start Stored data
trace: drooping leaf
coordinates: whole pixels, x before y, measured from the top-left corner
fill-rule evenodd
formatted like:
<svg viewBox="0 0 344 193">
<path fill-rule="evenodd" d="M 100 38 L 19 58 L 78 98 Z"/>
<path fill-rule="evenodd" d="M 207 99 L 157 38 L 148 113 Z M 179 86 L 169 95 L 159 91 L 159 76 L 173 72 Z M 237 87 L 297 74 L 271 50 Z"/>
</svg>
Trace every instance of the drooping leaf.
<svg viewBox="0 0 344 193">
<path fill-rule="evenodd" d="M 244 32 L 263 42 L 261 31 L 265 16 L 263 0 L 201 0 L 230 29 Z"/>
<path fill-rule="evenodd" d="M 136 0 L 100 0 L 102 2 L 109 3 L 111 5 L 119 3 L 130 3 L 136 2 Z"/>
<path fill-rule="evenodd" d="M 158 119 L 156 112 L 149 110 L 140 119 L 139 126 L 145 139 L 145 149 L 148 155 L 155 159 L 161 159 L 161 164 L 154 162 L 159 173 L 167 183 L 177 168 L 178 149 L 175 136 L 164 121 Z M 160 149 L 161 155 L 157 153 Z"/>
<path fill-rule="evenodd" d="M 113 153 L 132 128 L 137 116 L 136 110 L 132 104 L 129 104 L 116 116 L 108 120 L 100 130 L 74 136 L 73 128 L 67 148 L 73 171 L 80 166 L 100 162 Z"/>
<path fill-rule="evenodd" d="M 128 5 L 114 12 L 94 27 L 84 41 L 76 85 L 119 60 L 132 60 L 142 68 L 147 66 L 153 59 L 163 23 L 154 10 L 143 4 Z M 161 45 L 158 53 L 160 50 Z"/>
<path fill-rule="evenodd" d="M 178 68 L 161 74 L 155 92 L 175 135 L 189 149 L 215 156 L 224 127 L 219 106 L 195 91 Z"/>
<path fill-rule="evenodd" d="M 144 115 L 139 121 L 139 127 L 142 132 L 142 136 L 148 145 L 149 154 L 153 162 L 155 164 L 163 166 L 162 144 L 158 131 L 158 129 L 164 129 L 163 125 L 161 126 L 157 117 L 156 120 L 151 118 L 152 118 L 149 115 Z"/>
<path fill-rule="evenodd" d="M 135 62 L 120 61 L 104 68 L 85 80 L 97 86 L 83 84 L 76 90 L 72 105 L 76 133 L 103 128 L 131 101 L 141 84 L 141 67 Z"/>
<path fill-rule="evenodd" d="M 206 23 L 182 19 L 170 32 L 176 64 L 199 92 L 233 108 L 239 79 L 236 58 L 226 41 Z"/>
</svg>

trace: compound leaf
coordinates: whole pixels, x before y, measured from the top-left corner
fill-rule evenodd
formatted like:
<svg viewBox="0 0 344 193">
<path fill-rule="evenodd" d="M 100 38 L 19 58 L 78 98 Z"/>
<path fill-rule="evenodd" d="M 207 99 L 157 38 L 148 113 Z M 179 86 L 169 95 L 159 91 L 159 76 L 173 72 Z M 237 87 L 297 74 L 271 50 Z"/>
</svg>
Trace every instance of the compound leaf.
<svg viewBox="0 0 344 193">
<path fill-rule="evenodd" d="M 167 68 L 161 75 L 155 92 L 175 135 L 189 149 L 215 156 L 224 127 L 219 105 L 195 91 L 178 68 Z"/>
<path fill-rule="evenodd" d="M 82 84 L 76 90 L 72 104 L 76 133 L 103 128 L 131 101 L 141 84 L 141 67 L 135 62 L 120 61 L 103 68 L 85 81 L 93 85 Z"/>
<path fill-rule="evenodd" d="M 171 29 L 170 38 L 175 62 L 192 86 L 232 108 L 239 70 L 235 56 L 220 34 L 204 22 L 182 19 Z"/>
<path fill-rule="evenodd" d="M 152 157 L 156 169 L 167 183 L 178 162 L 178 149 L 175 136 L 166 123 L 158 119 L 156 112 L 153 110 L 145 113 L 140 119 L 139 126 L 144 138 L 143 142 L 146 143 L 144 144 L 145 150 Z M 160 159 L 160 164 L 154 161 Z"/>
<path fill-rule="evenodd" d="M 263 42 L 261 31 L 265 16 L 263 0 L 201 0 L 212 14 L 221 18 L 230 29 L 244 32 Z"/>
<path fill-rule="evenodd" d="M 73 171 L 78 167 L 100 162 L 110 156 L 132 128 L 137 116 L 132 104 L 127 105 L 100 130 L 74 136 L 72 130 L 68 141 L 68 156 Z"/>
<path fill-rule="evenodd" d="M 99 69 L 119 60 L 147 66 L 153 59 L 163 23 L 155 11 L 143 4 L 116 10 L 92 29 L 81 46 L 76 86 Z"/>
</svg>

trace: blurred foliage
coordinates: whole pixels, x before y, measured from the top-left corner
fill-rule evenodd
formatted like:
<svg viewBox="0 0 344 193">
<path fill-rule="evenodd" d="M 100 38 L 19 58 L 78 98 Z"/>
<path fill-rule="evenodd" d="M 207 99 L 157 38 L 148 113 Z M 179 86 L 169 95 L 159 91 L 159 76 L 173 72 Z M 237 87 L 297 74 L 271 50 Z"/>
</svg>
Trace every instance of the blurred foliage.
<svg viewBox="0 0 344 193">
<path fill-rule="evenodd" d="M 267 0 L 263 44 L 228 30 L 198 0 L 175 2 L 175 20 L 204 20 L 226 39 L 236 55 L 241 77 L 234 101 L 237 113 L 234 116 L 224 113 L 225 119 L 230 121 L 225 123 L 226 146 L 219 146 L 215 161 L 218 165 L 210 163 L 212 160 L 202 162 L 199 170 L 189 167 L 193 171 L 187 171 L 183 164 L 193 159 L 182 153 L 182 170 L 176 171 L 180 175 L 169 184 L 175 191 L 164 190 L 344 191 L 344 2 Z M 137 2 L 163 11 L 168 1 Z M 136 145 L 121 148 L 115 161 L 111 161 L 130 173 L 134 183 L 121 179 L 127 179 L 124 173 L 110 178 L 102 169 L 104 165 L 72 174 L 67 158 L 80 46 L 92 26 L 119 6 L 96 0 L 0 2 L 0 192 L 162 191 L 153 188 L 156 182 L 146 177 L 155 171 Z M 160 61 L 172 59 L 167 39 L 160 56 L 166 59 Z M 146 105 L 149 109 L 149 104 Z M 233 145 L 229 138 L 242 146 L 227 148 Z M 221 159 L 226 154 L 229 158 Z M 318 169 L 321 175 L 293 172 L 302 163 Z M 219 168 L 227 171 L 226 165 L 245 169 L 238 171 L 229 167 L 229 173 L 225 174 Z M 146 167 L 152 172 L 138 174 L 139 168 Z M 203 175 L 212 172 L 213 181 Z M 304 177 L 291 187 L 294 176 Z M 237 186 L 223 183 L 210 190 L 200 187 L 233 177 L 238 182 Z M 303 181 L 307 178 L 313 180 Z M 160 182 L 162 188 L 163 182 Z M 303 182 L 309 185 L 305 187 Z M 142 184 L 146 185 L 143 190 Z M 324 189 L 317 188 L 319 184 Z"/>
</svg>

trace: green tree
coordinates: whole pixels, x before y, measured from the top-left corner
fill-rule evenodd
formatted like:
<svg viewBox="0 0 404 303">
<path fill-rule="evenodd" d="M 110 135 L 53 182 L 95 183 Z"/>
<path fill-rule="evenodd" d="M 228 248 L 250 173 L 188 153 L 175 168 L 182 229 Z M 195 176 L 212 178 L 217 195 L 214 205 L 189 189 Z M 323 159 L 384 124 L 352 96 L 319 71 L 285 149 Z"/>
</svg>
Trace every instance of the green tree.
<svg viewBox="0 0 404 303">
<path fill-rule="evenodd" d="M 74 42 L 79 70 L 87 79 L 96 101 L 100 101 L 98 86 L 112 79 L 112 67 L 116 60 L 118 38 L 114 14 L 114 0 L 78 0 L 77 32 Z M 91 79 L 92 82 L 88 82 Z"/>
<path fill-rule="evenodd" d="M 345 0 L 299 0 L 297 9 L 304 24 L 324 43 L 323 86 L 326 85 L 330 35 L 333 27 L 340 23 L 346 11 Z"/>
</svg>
end Stored data
→ **The exercise**
Please copy out the data from its first line through the line containing "244 32 L 263", keeping every character unchanged.

→ **The result**
trace: drooping leaf
coordinates: whole pixels, x before y, measured from the top-left corner
fill-rule evenodd
formatted like:
<svg viewBox="0 0 344 193">
<path fill-rule="evenodd" d="M 100 38 L 19 58 L 78 98 Z"/>
<path fill-rule="evenodd" d="M 207 99 L 157 38 L 148 113 Z M 179 86 L 169 95 L 159 91 L 159 76 L 173 72 Z M 237 87 L 297 74 L 271 50 Z"/>
</svg>
Trace every instance of the drooping leaf.
<svg viewBox="0 0 344 193">
<path fill-rule="evenodd" d="M 244 32 L 263 42 L 261 31 L 265 16 L 263 0 L 201 0 L 230 29 Z"/>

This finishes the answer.